▶ _Document excerpt_
■ ■ ■ ■ ■ ■ ■

Functional immunoproteomic modification of human antigen processing enzymes by bactericidal small molecule and allergen methylisothiazolinone

Objective: Contact allergies to isothiazolinones in humans are a common health problem worldwide, affecting hundreds of thousands of consumers and workers in their daily quality of life. Adaptive immune responses to the widely used preservative methylisothiazolinone (MI) require cellular uptake and the involvement of antigen processing and presentation pathways. Electrophilic MI molecules form disulfide bonds with cysteine thiols of self-proteins (haptenation) which are processed to generate T-cell epitopes. In the case of antigen processing cysteine proteases, such as lysosomal cathepsins, cysteine thiol residues provide structural protein integrity to ensure catalytic activity. Possible MI-induced disruption of these structures may impair homeostatic antigen processing and lead to unexpected immunomodulation.

In this immunoproteomic study, we examined (1) potential exogenous, post-translational MI modifications of cysteine-proteases of the cathepsin family (B, S), which play a crucial role in antigen processing and presentation; and (2) cathepsin enzyme activity and enzyme kinetics, potentially affected by transient or persistent MI-protein modifications.

■ ■ ■ ■ ■ ■ ■

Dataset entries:
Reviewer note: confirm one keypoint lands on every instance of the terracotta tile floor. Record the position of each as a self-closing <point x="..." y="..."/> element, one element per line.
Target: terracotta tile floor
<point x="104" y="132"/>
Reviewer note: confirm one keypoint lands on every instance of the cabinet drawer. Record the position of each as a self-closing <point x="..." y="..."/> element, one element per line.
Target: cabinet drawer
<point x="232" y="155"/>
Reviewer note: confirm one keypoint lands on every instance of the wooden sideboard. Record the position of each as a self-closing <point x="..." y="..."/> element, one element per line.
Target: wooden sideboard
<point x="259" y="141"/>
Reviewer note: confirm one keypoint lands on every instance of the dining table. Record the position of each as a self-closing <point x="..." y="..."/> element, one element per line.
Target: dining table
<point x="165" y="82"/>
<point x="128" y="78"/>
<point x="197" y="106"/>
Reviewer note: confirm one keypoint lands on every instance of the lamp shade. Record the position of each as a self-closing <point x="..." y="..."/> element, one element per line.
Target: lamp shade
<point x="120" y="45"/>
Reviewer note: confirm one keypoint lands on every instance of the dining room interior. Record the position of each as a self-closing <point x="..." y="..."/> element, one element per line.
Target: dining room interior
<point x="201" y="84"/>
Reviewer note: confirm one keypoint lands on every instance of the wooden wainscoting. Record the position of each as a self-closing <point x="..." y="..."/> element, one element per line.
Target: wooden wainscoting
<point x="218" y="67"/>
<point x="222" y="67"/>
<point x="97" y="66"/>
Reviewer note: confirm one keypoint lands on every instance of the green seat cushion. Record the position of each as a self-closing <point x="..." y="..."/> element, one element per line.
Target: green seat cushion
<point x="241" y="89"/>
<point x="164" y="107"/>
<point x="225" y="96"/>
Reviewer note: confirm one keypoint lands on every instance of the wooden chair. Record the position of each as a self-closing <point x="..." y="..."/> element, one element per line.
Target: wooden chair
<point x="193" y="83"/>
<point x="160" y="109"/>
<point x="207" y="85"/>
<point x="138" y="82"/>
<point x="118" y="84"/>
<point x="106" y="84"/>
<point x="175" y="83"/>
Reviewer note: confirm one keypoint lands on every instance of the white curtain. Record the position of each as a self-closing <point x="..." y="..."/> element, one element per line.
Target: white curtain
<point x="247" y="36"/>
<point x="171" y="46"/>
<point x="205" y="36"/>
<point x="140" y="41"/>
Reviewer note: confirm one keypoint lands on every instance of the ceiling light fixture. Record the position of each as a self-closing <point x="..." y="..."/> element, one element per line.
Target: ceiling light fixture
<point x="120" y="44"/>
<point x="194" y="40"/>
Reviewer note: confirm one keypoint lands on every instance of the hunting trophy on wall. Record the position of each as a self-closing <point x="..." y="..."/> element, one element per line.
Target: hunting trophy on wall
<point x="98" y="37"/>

■ ■ ■ ■ ■ ■ ■

▶ _Exercise A_
Retype the part of the methylisothiazolinone abstract from "In this immunoproteomic" to "persistent MI-protein modifications.".
▶ _Exercise B_
According to the methylisothiazolinone abstract, what do cysteine thiol residues provide in antigen processing cysteine proteases such as lysosomal cathepsins?

▶ _Exercise solution A_
In this immunoproteomic study, we examined (1) potential exogenous, post-translational MI modifications of cysteine-proteases of the cathepsin family (B, S), which play a crucial role in antigen processing and presentation; and (2) cathepsin enzyme activity and enzyme kinetics, potentially affected by transient or persistent MI-protein modifications.

▶ _Exercise solution B_
They provide structural protein integrity to ensure catalytic activity.